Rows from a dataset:

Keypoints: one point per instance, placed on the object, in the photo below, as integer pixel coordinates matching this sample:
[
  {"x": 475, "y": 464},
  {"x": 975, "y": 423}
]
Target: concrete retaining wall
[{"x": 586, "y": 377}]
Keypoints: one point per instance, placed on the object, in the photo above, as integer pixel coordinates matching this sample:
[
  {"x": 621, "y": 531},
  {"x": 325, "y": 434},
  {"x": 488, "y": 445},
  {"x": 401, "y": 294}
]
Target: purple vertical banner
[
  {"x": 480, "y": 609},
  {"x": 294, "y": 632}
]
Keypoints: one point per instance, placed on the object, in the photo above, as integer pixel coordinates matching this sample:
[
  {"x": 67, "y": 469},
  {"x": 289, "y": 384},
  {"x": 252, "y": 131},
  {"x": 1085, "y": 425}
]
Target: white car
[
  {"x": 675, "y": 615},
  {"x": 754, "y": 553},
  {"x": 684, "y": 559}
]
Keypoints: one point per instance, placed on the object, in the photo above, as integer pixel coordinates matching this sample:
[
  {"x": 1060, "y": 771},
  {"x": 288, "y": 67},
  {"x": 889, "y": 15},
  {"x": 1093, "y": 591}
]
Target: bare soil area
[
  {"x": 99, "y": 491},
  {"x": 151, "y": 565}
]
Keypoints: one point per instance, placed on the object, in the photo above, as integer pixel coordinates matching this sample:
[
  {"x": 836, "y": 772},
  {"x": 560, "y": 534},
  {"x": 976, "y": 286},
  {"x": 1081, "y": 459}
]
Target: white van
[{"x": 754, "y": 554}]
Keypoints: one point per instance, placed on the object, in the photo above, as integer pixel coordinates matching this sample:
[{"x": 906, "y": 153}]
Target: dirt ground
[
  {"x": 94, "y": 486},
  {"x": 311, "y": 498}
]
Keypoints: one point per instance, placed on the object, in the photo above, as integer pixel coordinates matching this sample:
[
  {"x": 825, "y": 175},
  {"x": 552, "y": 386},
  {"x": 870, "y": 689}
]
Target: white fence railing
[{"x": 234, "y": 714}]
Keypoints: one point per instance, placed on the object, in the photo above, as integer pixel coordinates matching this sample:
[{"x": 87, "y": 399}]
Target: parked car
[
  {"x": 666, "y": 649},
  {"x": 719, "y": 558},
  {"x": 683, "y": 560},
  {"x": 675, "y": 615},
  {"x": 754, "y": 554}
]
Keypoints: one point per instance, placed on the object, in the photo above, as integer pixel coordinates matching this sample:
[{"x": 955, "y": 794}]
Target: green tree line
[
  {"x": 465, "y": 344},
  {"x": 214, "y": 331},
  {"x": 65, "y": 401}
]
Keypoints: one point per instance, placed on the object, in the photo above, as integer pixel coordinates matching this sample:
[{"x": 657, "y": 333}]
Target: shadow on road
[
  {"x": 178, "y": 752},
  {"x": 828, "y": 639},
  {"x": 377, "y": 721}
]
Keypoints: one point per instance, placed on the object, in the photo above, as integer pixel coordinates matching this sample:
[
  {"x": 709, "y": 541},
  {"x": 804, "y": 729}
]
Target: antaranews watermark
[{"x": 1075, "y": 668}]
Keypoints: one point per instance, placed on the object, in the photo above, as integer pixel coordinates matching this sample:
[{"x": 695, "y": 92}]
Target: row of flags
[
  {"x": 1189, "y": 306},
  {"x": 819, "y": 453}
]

## What the exercise asks:
Copy every line of the records above that contains the string "Target". The match is case-sensitive.

## Solved exercise:
Target: concrete retaining wall
Target: purple vertical banner
Target: white car
Target: bare soil area
Target: white van
Target: dirt ground
Target: white fence railing
Target: parked car
Target: green tree line
Target: shadow on road
Target: antaranews watermark
Target: row of flags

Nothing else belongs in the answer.